TO DO: Copy the data below word for word, beginning at the line that contains "of the broccoli" and stopping after the final line of the data.

(Named-object pointing records)
+++

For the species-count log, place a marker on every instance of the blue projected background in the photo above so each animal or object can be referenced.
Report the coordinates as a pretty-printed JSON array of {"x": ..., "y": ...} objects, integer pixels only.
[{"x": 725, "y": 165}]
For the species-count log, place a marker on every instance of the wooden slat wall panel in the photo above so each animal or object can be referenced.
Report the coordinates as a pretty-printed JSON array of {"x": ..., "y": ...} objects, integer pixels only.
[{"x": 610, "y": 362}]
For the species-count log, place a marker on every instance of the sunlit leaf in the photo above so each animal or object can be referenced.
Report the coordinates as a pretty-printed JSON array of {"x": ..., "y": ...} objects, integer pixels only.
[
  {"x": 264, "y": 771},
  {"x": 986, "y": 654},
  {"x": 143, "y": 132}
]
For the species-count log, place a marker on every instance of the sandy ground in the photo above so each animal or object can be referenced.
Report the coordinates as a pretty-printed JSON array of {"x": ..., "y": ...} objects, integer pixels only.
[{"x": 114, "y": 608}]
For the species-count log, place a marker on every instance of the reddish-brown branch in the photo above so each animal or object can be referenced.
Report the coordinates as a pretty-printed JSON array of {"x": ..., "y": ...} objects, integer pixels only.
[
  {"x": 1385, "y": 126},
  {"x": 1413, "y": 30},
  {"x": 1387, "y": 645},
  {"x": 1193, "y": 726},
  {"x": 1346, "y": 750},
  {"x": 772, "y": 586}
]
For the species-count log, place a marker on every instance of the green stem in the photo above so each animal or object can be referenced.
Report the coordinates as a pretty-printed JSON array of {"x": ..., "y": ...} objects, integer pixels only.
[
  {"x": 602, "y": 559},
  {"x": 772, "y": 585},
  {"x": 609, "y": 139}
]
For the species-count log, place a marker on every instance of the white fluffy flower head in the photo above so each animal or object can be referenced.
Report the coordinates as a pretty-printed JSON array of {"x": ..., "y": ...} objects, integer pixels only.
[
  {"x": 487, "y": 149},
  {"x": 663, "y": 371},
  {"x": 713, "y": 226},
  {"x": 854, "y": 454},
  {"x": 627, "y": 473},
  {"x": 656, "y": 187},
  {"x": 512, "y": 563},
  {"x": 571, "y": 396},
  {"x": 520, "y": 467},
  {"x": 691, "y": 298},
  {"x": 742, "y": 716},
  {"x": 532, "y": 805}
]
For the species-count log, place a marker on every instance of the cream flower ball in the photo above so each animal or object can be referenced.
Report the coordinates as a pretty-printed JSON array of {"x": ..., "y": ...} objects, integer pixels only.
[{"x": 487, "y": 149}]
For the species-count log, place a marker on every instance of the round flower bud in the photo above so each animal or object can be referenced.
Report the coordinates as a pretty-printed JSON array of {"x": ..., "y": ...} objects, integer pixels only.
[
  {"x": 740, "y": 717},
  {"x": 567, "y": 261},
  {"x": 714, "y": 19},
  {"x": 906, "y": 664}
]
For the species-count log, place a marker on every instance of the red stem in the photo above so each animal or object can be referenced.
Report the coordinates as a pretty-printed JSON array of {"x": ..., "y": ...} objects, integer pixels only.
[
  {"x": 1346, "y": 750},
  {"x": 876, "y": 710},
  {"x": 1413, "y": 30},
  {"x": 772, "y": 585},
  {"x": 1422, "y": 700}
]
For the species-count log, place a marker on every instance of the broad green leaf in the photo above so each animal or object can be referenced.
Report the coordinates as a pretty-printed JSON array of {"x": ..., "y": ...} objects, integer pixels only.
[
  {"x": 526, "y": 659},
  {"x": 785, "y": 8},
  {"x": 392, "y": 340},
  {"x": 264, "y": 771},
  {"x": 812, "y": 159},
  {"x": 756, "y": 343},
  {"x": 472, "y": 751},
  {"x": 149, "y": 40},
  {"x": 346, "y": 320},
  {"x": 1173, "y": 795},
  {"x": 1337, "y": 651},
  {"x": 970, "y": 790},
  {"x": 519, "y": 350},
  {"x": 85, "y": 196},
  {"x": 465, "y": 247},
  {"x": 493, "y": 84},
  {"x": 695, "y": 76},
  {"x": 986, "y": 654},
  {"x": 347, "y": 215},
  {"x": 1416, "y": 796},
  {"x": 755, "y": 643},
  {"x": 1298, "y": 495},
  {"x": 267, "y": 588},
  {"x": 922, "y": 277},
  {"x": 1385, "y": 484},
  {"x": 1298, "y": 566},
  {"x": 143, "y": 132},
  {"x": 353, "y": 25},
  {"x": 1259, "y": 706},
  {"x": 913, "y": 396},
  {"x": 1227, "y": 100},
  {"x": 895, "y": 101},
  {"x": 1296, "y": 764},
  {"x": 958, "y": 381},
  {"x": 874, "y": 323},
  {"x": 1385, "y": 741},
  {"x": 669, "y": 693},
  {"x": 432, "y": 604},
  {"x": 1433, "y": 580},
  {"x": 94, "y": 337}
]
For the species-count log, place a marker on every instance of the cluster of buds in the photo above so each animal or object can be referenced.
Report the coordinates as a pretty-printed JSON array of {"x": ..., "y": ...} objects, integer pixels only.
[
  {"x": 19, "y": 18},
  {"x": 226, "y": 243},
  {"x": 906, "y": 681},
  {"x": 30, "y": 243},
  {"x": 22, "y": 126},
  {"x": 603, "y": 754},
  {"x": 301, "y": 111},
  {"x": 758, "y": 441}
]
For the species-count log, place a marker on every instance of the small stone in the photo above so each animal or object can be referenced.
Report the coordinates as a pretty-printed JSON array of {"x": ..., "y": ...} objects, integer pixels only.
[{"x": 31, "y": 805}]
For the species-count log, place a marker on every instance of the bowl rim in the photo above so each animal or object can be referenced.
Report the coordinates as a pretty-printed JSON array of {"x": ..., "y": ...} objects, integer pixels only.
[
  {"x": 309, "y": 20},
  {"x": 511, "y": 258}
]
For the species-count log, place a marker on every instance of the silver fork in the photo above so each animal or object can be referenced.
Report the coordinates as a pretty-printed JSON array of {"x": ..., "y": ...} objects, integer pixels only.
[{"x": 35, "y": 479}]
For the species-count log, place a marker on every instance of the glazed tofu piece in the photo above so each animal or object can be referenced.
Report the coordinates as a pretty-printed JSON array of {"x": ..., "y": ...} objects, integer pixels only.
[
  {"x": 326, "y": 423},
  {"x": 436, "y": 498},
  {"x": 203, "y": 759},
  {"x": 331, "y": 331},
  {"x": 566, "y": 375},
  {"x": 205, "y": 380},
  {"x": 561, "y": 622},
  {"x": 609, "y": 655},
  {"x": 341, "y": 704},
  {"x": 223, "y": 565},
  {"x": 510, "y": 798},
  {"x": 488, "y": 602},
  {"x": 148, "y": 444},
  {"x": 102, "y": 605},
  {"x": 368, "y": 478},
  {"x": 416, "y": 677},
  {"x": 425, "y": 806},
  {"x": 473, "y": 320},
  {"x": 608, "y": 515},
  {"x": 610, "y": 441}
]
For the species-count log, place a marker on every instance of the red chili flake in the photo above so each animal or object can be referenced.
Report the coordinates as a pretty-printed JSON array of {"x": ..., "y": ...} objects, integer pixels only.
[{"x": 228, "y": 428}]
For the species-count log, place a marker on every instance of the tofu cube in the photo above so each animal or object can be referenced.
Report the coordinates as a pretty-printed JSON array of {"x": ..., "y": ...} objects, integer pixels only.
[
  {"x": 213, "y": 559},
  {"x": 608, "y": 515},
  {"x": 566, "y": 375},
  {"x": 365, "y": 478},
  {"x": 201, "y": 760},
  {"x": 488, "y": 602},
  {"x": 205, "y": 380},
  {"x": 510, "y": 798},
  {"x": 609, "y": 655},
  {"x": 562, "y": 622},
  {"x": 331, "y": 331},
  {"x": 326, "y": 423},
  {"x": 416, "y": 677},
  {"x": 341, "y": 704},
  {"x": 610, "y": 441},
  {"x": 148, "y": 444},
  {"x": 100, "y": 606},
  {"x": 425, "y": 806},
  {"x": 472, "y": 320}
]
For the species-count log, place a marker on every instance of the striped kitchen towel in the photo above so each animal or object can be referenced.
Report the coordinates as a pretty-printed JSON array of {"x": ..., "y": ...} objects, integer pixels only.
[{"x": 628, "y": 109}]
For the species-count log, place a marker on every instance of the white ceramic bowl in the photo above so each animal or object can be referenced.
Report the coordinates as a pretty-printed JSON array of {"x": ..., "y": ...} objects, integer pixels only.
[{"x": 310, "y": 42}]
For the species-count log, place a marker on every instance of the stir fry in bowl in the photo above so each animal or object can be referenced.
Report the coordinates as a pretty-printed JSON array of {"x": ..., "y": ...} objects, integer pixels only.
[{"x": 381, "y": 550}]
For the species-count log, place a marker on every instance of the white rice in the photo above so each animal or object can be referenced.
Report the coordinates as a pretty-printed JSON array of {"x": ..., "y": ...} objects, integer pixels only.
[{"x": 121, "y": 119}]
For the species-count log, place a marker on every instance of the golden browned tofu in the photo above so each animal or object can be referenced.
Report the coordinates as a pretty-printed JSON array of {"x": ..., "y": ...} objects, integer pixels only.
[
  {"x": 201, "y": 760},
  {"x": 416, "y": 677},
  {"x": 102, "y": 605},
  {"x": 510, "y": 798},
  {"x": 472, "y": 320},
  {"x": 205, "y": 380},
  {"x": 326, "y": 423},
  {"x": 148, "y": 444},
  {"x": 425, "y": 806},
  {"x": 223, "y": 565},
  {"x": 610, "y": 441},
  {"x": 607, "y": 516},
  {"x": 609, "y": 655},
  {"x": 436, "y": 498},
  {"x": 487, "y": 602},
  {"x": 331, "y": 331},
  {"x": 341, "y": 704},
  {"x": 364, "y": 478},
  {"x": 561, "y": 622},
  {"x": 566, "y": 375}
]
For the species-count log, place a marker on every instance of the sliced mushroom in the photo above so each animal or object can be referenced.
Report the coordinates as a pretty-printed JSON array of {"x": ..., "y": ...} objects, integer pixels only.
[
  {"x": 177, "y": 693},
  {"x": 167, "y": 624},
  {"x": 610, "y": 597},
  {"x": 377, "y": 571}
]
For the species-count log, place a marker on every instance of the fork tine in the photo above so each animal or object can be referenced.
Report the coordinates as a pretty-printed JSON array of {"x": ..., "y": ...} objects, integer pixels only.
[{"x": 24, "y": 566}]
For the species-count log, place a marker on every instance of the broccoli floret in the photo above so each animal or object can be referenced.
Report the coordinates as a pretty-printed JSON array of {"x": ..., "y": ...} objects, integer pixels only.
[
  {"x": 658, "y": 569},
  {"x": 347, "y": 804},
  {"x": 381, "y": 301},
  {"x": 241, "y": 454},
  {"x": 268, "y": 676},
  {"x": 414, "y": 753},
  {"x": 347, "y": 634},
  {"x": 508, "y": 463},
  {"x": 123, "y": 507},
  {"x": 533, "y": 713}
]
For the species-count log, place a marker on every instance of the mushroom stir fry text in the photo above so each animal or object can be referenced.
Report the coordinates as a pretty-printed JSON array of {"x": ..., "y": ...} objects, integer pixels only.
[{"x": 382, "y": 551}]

+++

EXERCISE SOLUTION:
For the species-count log, place a marker on every instance of the broccoli floret in the photo above so each animal or object can be referenced.
Report the coordinates as a pretty-printed JSON array of {"x": ..., "y": ...} objects, integer pixels only.
[
  {"x": 658, "y": 569},
  {"x": 347, "y": 804},
  {"x": 381, "y": 301},
  {"x": 241, "y": 454},
  {"x": 268, "y": 676},
  {"x": 414, "y": 753},
  {"x": 347, "y": 634},
  {"x": 508, "y": 463},
  {"x": 123, "y": 507},
  {"x": 533, "y": 713}
]
For the species-count log, place a marker on every instance of the mushroom stir fry text in the photo above so each animal or object can be referenced.
Report the coordinates as a pretty-printed JSON array of {"x": ..., "y": ...} objects, integer pixels only.
[{"x": 382, "y": 551}]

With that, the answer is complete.